— Exercise details —
Please retype every record below exactly, leaving the pictures out.

— Records provided —
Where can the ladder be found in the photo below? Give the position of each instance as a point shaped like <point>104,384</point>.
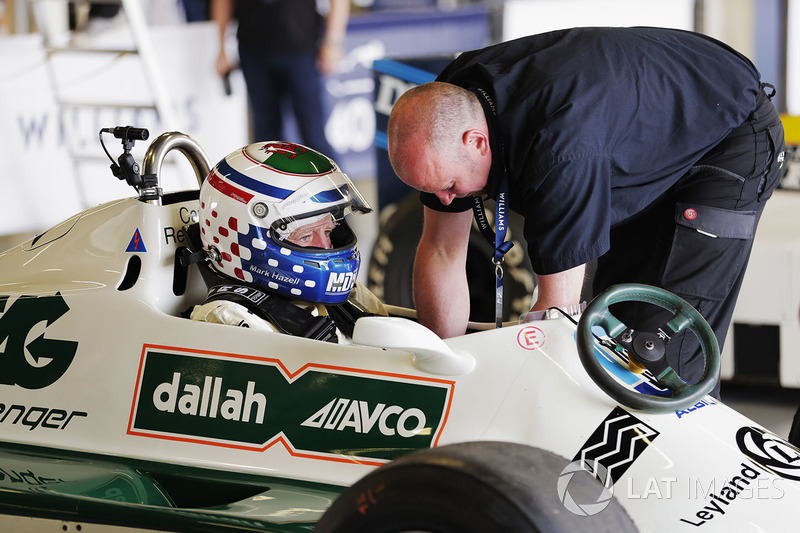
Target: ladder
<point>50,17</point>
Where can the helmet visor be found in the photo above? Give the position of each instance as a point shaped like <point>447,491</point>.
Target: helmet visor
<point>333,193</point>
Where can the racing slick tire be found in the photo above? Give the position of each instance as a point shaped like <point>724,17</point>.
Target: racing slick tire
<point>473,487</point>
<point>392,261</point>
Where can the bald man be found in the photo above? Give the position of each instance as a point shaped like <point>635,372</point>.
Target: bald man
<point>650,150</point>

— Response to the task —
Where can the ladder be found in the photo below? Give the position of each instance as a point shaped like <point>104,384</point>.
Target: ladder
<point>50,17</point>
Where can the helmet visor be found in the photo above? Give the position of each instance as a point shaped like <point>447,491</point>.
Target: helmet visor
<point>333,193</point>
Where can the racing slick tire be found in the photo above? Give the position of each instance as a point shaped like <point>724,17</point>.
Target: racing slick tire
<point>473,487</point>
<point>392,261</point>
Where can the bald man be found in the photo above? Give the position of each instance as a point shaped like <point>635,372</point>.
Target: bald man
<point>650,150</point>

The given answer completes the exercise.